What is required: Express as a JSON list of strings the lines of the records from the one containing "Indicate the snow" through the one containing "point(421, 218)", one string per line with blank lines left out.

Rows from a pointing dataset:
* begin *

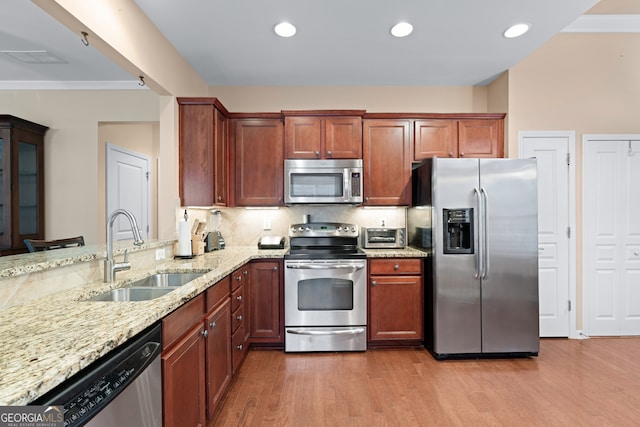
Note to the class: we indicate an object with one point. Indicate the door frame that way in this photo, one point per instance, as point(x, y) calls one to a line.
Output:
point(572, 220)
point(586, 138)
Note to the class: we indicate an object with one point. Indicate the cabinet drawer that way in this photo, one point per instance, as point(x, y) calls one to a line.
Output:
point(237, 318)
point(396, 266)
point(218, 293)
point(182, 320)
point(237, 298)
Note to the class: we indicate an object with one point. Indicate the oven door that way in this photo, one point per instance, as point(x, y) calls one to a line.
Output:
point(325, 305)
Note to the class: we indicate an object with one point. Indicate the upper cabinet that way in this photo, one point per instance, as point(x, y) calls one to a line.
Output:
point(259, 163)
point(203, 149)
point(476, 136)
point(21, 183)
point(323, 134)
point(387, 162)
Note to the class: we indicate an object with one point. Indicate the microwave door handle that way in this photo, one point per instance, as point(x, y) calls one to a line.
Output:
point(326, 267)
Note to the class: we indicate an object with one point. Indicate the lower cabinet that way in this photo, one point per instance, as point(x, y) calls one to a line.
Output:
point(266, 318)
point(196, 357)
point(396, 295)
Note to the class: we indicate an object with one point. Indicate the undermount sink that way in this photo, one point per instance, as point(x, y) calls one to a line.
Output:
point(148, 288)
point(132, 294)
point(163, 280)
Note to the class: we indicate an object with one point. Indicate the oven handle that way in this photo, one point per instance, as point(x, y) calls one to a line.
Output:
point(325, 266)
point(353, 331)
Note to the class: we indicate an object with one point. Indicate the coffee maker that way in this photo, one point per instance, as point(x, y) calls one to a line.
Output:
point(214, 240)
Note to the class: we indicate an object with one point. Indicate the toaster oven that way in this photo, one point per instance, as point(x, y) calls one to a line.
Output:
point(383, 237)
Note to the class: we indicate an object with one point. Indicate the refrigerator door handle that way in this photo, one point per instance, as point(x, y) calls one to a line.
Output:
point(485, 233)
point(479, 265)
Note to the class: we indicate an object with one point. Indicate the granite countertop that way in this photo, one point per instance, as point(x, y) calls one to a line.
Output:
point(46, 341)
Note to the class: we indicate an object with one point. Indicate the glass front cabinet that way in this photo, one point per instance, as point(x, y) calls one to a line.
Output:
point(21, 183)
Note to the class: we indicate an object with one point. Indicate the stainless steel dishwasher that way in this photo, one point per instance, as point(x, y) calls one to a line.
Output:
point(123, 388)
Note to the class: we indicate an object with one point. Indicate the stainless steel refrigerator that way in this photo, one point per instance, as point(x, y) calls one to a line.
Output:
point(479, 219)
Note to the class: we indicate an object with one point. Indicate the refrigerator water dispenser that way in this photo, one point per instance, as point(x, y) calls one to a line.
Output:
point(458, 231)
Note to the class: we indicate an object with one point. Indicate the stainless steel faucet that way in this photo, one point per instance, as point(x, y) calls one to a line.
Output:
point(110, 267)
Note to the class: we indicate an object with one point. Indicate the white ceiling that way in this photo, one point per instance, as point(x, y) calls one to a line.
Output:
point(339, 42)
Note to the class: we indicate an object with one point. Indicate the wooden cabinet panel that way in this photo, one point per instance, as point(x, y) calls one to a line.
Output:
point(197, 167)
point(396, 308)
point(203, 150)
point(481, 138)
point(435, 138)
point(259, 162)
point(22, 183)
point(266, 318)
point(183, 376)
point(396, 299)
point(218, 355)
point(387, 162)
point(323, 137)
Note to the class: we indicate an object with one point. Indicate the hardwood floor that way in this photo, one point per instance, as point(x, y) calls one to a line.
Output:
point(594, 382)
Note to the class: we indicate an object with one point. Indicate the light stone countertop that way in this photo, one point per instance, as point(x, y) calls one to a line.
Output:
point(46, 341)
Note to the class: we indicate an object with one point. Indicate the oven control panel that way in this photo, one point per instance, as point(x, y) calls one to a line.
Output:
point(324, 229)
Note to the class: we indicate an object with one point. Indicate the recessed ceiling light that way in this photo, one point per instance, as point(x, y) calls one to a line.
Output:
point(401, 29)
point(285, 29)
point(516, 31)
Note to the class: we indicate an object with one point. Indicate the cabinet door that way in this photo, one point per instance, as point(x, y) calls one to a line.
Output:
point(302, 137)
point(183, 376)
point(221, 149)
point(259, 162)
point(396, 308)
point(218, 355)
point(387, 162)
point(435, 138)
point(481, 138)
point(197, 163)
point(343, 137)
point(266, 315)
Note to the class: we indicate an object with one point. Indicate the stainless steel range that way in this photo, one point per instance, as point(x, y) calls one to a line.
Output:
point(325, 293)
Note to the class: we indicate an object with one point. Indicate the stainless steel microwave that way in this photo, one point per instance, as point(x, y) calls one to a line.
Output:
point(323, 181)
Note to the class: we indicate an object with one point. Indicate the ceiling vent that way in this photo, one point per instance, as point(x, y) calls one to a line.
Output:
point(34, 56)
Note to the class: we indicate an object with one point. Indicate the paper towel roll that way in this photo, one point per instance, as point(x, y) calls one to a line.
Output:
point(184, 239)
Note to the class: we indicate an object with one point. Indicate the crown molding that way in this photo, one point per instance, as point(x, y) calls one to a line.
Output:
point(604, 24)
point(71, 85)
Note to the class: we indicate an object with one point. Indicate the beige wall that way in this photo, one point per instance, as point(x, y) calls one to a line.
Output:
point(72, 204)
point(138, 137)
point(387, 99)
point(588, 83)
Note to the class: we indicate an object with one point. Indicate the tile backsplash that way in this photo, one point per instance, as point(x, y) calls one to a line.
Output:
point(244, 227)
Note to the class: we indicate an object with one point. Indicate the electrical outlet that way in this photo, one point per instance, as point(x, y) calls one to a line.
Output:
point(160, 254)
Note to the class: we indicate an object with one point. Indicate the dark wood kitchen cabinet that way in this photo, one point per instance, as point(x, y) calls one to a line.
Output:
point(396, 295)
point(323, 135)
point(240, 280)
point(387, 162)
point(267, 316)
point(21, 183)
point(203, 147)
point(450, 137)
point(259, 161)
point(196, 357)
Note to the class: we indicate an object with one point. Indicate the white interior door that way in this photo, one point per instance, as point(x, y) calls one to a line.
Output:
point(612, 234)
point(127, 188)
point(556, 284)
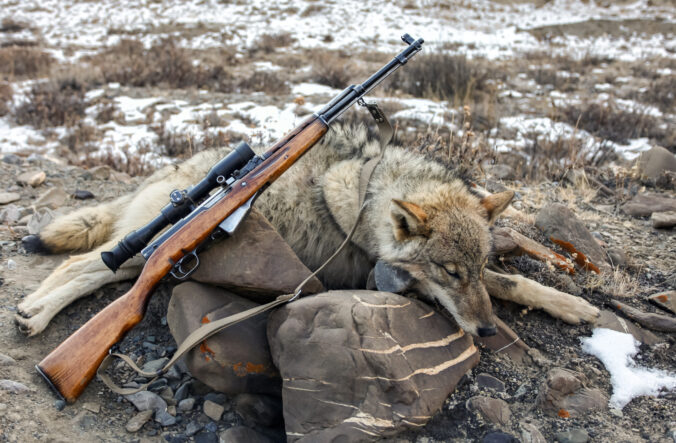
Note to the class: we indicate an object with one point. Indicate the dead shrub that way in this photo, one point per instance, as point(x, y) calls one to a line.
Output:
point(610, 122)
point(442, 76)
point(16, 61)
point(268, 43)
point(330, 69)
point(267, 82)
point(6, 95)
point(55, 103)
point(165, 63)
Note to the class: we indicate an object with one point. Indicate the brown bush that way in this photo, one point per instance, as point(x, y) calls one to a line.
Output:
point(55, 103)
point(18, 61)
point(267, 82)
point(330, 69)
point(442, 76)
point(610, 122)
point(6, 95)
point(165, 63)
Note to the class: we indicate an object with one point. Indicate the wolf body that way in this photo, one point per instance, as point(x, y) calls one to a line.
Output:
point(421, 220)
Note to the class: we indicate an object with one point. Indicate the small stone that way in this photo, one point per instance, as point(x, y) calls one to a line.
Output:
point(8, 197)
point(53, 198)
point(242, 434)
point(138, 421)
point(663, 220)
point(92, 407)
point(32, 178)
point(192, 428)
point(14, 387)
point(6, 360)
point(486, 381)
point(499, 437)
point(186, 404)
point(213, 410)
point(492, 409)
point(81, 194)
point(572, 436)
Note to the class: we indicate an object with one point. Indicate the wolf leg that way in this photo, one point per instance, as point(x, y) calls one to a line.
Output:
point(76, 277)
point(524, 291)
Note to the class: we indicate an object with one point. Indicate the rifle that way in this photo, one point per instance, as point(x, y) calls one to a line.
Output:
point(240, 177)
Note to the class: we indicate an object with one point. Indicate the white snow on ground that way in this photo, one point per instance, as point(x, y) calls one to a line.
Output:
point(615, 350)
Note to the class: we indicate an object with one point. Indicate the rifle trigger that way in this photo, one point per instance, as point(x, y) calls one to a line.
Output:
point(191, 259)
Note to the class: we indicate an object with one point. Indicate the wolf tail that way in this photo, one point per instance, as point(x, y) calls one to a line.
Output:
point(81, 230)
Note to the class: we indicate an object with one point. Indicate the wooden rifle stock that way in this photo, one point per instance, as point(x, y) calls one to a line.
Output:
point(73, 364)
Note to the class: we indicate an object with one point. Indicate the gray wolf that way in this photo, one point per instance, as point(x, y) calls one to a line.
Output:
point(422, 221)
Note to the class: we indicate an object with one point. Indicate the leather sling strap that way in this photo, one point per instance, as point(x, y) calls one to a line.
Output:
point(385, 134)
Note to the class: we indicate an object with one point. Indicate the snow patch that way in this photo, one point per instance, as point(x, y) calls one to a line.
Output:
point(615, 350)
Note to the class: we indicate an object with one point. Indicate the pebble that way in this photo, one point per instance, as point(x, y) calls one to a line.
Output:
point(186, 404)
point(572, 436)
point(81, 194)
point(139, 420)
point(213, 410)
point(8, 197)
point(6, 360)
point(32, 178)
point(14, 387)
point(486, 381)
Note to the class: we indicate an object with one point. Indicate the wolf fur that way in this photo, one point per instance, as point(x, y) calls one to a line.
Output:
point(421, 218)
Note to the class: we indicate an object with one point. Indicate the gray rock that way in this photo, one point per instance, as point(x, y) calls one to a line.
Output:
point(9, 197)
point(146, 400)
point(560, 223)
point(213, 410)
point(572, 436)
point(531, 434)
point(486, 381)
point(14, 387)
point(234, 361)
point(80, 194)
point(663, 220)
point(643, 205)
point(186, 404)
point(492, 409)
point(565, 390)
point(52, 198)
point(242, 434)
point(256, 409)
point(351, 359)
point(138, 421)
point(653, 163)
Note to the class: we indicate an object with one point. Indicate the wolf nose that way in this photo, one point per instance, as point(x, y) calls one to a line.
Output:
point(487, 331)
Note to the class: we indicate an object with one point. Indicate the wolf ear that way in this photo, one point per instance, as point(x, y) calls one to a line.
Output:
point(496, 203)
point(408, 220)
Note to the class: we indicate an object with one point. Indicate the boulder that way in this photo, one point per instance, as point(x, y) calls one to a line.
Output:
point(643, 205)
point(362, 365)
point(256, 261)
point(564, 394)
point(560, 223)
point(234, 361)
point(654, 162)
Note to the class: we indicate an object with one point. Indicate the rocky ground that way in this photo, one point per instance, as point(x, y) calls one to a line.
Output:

* end *
* begin *

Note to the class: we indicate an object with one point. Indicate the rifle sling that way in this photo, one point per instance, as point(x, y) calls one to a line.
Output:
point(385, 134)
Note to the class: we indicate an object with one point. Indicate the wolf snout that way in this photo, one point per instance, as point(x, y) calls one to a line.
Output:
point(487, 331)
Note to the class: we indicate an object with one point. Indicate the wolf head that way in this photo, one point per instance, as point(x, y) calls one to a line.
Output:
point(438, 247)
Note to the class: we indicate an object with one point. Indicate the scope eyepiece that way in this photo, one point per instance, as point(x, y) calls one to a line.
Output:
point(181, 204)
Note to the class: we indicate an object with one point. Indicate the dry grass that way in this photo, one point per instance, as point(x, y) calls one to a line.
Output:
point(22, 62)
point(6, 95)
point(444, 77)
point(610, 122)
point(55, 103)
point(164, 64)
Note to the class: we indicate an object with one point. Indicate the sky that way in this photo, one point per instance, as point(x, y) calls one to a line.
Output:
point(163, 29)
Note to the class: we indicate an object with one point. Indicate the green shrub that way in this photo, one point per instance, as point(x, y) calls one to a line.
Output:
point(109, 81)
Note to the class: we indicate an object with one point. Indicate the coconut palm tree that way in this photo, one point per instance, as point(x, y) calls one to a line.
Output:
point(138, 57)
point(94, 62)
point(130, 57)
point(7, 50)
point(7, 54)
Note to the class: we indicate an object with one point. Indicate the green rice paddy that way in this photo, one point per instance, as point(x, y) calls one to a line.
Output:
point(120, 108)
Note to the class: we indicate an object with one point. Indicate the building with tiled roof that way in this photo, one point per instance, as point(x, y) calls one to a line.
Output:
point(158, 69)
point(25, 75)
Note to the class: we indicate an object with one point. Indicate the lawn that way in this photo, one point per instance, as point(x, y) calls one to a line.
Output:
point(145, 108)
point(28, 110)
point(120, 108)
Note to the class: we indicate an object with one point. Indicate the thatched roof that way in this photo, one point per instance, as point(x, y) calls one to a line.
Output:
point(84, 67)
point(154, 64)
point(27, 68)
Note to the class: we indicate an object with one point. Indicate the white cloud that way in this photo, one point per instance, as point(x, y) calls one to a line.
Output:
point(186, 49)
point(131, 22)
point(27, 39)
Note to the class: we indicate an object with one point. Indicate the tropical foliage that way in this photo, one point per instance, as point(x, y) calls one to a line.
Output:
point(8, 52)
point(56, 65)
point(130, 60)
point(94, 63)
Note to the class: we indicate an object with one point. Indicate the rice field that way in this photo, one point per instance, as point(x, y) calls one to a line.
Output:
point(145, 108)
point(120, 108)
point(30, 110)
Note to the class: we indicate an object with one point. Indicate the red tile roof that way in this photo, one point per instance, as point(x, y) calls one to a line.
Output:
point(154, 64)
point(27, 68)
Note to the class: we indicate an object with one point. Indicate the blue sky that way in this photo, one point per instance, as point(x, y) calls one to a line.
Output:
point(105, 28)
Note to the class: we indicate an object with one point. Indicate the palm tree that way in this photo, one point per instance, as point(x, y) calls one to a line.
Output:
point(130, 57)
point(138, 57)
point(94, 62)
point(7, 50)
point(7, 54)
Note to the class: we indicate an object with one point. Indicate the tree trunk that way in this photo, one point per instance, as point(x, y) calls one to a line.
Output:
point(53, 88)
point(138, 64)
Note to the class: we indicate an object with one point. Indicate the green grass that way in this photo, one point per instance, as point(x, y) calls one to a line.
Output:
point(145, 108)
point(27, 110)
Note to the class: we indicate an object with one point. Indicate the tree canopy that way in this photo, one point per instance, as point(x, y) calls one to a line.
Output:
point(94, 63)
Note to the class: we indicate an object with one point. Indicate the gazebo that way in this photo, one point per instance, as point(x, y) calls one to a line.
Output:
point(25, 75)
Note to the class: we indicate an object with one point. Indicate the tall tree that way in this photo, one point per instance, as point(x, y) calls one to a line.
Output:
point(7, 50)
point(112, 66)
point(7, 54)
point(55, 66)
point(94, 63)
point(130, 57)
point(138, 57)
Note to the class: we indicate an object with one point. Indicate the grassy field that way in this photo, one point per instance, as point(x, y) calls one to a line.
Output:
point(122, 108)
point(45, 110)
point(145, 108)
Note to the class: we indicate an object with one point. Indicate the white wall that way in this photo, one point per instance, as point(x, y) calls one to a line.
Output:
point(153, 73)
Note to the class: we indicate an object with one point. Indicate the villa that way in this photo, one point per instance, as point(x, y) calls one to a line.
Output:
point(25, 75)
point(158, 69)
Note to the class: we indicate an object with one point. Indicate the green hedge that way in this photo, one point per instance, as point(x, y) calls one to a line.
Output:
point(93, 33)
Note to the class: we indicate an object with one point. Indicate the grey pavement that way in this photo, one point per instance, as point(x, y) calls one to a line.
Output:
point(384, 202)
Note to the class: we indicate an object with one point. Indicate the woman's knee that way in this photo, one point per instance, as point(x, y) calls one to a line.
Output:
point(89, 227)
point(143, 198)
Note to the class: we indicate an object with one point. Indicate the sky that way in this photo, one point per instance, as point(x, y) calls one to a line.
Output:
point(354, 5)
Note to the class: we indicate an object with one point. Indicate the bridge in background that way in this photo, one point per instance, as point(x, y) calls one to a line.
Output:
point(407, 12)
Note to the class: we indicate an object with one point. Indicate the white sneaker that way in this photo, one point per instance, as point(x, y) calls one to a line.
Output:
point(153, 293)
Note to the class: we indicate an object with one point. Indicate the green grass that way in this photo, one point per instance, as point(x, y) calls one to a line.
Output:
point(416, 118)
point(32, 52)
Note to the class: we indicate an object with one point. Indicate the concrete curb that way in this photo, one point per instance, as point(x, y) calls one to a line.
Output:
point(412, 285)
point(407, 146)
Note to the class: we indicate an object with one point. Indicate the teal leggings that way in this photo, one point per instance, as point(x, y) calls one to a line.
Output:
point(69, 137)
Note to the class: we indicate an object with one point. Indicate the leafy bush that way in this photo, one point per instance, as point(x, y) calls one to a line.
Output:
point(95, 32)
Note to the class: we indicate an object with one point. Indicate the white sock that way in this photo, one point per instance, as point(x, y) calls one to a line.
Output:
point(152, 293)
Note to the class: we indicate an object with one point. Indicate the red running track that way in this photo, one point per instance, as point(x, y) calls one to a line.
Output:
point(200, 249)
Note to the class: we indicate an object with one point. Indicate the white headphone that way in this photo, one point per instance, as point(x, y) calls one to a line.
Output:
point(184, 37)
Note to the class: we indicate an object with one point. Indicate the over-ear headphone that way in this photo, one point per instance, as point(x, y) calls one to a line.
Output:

* end *

Exercise result:
[
  "Note to the class: we indicate an object with one point. Indicate the snow patch that way in this photo, one point per instance, as point(x, y) calls one to a line.",
  "Output:",
  "point(615, 350)",
  "Note to the class: we indicate an object with one point. Indicate the pebble that way in this photo, one point per instance, as point(x, y) calls one to a line.",
  "Output:",
  "point(186, 404)",
  "point(572, 436)",
  "point(81, 194)",
  "point(139, 420)",
  "point(213, 410)",
  "point(8, 197)",
  "point(6, 360)",
  "point(32, 178)",
  "point(14, 387)",
  "point(486, 381)",
  "Note to the class: we indicate an object with one point. Indicate the wolf fur that way in this photo, one point per instance, as point(x, y) calls one to a line.",
  "Output:",
  "point(421, 218)"
]